(Data listing)
....

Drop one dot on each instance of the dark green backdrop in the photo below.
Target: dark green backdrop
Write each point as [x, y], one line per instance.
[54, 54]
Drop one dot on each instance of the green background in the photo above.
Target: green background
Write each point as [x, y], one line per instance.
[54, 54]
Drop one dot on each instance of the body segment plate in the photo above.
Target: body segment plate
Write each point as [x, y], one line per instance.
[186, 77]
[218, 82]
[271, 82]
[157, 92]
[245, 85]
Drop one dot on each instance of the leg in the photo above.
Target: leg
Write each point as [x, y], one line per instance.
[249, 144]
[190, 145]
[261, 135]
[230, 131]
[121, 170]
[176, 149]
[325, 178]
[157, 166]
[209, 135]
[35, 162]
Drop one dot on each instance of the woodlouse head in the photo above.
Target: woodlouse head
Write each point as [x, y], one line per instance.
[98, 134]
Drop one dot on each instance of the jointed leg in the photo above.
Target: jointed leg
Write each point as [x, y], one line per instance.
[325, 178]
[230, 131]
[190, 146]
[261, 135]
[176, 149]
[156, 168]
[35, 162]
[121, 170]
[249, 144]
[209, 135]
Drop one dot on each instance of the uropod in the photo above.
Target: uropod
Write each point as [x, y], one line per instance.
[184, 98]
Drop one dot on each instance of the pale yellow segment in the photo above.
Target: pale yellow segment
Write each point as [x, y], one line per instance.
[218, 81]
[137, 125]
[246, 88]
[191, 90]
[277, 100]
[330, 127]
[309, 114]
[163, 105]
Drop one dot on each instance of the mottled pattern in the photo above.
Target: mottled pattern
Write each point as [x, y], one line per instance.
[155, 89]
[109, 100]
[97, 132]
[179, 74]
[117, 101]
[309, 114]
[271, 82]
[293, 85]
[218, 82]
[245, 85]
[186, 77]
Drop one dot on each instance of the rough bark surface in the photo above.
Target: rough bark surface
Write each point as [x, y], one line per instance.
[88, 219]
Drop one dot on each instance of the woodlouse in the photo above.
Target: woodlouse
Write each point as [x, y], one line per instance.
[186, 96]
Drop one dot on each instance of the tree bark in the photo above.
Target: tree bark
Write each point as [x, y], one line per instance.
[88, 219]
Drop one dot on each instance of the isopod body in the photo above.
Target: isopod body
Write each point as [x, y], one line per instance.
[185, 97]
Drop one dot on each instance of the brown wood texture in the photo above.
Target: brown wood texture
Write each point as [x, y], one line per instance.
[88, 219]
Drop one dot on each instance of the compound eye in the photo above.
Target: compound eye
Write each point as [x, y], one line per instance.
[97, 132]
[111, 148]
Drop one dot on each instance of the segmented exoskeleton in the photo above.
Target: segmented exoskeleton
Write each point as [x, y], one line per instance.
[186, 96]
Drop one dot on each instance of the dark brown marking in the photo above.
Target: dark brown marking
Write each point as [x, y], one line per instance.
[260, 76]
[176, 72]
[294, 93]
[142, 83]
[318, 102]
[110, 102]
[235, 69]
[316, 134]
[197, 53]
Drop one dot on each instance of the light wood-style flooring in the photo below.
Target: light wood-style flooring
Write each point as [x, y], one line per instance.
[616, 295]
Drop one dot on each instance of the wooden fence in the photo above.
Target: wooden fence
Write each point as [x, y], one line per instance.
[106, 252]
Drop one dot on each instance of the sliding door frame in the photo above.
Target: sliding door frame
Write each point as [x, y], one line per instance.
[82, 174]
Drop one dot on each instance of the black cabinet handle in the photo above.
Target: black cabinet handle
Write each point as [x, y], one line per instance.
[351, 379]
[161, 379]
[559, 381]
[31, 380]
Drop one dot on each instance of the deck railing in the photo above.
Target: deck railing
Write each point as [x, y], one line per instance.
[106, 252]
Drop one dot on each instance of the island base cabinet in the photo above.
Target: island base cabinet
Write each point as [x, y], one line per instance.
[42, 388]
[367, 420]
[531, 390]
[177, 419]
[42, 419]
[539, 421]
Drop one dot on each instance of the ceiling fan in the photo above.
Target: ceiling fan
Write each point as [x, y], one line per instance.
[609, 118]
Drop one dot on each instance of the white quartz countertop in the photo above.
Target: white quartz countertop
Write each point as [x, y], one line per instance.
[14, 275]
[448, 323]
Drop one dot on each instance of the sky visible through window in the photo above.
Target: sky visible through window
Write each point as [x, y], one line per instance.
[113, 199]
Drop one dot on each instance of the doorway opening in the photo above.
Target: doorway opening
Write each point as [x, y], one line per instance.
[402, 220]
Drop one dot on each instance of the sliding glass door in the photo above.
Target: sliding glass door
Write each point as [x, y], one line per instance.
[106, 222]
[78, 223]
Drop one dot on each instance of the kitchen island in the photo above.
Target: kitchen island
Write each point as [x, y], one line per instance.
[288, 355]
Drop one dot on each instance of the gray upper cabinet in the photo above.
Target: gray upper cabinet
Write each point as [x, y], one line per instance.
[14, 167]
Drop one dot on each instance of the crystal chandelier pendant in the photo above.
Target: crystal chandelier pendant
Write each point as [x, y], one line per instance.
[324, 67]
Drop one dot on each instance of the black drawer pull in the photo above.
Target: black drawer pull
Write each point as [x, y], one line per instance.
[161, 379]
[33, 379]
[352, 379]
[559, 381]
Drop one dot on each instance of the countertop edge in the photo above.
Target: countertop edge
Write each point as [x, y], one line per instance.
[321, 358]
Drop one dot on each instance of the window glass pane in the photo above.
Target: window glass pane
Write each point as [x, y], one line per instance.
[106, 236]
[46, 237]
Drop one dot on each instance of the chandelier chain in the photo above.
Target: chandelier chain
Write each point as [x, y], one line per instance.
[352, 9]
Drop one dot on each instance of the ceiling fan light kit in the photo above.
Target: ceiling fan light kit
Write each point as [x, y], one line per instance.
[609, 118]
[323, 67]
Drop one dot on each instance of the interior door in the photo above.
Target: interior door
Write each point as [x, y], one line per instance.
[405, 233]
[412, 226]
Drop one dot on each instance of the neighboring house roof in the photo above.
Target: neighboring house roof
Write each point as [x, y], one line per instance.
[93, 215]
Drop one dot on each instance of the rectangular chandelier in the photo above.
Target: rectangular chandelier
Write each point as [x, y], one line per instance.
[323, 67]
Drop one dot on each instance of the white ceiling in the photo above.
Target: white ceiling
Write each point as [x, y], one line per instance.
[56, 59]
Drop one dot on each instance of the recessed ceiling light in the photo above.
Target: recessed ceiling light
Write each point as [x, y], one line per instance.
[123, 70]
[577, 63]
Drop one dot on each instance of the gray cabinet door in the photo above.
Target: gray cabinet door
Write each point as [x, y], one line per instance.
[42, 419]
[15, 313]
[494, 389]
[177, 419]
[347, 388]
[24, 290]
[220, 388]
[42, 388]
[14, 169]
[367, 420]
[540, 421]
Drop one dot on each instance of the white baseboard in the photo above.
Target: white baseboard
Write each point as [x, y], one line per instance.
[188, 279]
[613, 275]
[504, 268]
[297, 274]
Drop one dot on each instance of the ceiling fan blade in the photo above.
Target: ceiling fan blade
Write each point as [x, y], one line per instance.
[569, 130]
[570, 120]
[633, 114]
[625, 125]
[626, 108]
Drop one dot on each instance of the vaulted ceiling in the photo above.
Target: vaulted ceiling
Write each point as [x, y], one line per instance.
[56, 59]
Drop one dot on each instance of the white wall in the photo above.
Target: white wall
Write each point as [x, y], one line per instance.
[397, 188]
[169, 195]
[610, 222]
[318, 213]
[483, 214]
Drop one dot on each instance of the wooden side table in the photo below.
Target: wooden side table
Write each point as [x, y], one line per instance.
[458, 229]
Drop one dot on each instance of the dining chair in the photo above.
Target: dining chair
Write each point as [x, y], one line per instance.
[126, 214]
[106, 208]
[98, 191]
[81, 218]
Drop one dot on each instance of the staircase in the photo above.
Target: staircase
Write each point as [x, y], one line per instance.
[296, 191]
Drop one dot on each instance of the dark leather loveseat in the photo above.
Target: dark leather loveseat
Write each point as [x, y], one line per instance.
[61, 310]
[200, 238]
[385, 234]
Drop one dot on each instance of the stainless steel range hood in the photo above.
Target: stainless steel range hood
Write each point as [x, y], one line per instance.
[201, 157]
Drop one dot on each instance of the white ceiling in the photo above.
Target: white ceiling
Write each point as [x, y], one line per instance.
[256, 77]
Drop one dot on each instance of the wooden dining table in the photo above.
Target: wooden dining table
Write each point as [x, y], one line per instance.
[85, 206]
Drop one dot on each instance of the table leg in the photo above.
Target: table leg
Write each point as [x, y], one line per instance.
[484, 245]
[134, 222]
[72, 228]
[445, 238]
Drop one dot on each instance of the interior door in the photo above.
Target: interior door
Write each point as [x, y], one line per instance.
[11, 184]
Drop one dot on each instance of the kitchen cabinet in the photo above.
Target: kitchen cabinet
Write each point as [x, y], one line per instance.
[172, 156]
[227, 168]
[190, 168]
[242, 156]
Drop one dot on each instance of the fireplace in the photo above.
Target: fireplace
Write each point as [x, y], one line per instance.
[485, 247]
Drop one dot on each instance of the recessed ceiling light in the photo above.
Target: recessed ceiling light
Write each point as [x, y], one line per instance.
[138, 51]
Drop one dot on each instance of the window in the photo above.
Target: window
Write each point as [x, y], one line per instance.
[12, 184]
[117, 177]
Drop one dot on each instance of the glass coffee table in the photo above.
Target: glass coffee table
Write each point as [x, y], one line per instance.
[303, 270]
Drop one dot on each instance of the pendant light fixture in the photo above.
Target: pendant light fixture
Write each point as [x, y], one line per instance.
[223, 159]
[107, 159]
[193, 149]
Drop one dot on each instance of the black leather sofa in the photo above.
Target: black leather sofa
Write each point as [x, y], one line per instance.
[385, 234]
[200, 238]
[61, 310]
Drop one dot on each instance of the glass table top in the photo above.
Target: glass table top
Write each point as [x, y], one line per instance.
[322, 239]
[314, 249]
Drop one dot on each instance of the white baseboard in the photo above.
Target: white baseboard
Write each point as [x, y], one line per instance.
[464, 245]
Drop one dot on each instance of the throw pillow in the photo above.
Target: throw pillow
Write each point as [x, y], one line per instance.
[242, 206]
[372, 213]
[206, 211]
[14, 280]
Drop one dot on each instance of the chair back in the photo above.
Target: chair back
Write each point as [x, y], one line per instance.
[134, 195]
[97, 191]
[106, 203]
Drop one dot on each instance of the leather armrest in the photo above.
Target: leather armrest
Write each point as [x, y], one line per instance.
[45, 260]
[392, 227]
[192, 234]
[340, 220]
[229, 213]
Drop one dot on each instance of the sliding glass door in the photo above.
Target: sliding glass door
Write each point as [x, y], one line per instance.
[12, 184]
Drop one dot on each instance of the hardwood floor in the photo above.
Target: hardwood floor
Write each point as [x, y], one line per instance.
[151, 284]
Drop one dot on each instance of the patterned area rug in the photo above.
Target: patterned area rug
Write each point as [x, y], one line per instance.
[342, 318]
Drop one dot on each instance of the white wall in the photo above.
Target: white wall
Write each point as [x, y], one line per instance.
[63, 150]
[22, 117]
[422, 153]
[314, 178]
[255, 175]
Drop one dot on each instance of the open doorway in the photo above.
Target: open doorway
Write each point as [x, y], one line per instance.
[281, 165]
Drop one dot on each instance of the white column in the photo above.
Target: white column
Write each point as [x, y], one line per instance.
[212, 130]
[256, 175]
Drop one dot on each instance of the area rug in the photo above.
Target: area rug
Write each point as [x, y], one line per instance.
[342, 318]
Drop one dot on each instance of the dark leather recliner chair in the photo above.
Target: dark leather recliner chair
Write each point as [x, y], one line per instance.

....

The task ▸ Print exactly the lines from the one with "Drop one dot on each instance of the patterned" through the end of the data, inclusive.

Exercise output ▸
Drop one dot on each instance of the patterned area rug in the photo above.
Target: patterned area rug
Write each point as [x, y], one line per instance.
[342, 318]
Drop one dot on each instance of the white wall in the photo above.
Target: white wall
Write each point as [x, y], one line per instance.
[63, 150]
[22, 117]
[422, 153]
[314, 178]
[255, 175]
Drop one dot on each instance of the open doorway in the photo above.
Target: open doorway
Write each point as [x, y], one line per instance.
[281, 165]
Drop one dot on each instance of the white column in the photo above.
Target: white column
Write each point as [x, y], one line per instance.
[212, 130]
[256, 175]
Drop one dot on each instance of the area rug in the photo above.
Target: area rug
Write each point as [x, y], one line per instance.
[342, 318]
Drop one dot on each instance of the dark leather recliner chair in the photo above.
Target: dark leather recliner chair
Write each point as [x, y], one line per instance.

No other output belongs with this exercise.